**What to produce**
Return each line of the material below that contains the word "oven".

**Supplied data**

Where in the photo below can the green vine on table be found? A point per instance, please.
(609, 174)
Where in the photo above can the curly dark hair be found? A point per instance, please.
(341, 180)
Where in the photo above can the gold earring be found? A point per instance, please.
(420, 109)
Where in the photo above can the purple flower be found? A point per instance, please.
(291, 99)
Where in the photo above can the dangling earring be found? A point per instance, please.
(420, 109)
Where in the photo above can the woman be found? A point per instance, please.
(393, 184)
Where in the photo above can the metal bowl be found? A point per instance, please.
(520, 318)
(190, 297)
...
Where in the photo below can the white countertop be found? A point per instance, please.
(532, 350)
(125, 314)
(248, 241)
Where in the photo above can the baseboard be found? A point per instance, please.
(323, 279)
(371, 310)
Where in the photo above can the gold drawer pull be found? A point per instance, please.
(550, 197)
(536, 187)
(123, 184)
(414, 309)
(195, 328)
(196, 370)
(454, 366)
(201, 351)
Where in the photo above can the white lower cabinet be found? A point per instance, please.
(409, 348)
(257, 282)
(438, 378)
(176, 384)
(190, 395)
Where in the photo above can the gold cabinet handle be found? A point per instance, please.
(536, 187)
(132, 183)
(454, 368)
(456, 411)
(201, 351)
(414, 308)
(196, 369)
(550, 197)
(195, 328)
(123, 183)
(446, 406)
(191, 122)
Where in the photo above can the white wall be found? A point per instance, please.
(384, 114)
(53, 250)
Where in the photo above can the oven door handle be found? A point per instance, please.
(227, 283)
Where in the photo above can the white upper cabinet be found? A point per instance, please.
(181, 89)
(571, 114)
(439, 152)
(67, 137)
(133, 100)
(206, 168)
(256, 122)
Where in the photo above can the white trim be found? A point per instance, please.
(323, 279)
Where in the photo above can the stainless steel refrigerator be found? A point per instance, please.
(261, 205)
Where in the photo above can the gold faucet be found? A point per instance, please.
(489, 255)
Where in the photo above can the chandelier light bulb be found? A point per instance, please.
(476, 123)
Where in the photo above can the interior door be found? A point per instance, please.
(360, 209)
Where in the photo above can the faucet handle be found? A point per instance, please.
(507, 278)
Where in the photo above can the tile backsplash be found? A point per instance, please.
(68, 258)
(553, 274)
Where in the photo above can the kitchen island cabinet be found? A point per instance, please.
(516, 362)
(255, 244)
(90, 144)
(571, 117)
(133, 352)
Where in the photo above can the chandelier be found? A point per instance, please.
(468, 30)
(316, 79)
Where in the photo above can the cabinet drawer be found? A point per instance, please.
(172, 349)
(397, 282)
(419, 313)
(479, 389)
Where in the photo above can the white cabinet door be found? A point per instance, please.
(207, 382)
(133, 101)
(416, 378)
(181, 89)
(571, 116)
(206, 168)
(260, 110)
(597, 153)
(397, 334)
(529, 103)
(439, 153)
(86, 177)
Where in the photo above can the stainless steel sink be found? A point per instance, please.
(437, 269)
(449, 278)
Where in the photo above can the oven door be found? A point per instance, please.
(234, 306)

**Exercise output**
Where in the photo above can the oven door handle be found? A point per instance, please.
Where in the photo above can the oven door be found? A point per instance, please.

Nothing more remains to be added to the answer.